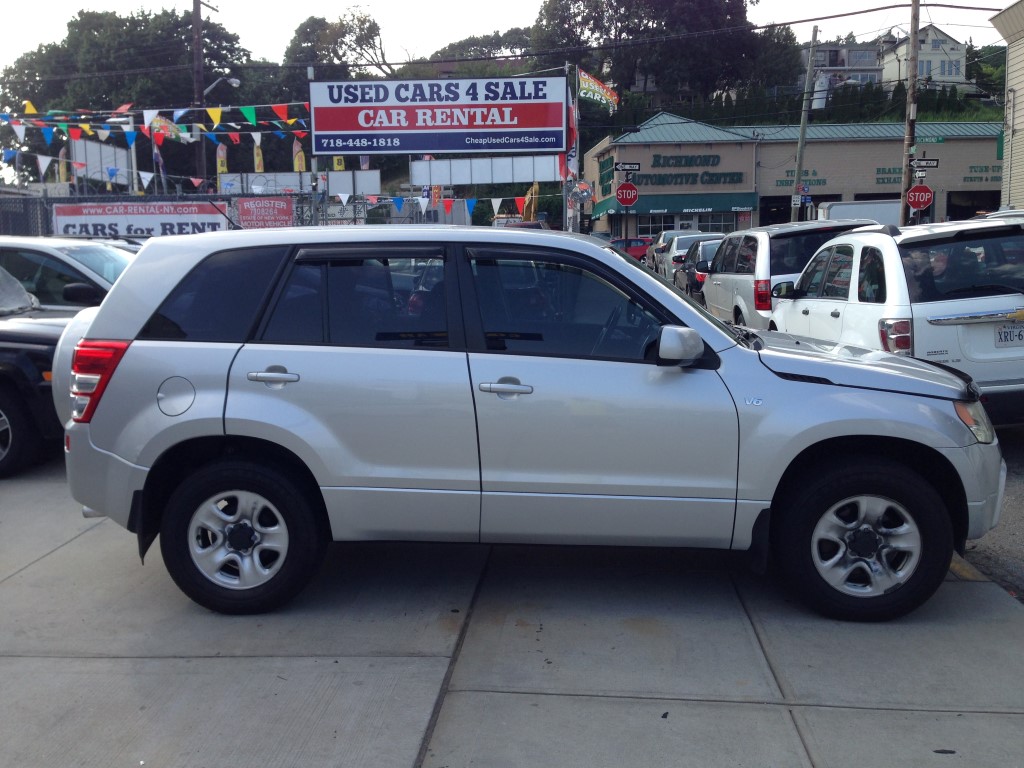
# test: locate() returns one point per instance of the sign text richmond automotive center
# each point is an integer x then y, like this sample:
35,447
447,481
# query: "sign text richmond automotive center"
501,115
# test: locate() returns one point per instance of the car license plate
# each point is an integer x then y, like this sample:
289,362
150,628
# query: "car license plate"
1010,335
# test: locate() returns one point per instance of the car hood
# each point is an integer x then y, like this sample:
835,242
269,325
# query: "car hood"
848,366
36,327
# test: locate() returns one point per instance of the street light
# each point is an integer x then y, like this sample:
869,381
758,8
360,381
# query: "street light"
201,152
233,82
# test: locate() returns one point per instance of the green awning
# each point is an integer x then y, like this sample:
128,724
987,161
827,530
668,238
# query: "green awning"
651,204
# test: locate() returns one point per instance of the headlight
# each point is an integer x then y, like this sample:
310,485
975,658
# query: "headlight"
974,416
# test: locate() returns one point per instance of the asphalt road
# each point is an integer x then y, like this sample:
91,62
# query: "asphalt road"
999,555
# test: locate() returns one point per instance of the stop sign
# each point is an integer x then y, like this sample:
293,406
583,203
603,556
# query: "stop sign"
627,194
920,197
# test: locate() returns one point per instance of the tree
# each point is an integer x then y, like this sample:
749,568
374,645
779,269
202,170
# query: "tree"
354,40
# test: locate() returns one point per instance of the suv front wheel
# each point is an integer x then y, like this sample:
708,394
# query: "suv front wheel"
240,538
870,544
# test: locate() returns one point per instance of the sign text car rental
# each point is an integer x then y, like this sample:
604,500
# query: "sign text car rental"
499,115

_ _ _ _ _

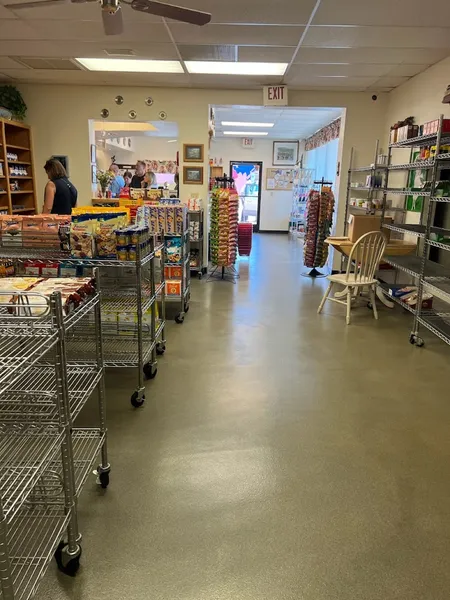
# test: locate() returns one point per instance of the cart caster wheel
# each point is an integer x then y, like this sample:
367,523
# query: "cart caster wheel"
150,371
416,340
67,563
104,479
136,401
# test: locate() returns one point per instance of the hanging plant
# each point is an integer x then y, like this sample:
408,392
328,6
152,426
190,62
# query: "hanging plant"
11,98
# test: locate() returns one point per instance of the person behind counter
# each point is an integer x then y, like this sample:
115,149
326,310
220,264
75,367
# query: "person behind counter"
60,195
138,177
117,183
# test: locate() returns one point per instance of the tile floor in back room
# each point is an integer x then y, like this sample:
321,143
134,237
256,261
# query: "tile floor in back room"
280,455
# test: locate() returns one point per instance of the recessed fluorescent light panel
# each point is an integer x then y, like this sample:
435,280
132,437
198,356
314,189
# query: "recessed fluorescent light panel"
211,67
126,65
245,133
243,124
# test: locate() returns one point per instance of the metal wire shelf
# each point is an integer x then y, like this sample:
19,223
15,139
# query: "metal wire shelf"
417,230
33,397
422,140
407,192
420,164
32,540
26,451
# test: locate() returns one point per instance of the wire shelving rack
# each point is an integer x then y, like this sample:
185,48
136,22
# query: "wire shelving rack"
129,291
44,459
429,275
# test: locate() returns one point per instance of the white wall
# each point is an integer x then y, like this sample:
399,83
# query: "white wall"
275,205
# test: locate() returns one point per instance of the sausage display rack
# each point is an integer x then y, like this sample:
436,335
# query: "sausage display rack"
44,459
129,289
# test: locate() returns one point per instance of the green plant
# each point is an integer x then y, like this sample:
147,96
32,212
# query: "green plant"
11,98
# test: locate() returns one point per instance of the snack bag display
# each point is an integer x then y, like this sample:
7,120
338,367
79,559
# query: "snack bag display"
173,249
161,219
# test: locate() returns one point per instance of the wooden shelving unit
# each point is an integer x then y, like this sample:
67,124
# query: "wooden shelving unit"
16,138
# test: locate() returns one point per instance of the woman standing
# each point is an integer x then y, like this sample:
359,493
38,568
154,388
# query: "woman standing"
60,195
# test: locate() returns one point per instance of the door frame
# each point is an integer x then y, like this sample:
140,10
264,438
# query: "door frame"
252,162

_ _ _ _ _

__Work order__: Look above for the line with "the sign text richmond automotive center" and the line with "the car hood". Write out those two lines and all the lines between them, exactly, and no others.

__Solution for this exercise__:
# test: locate() returns one point per instance of the sign text richmond automotive center
# each point is an integer x then y, like this sample:
35,447
447,481
# query: "sign text richmond automotive center"
501,115
# test: locate() returns one point per instance of the car license plate
# each point is an integer x then y, like this sample:
289,362
150,628
# query: "car license plate"
1010,335
# test: locate() returns one point per instance of the car hood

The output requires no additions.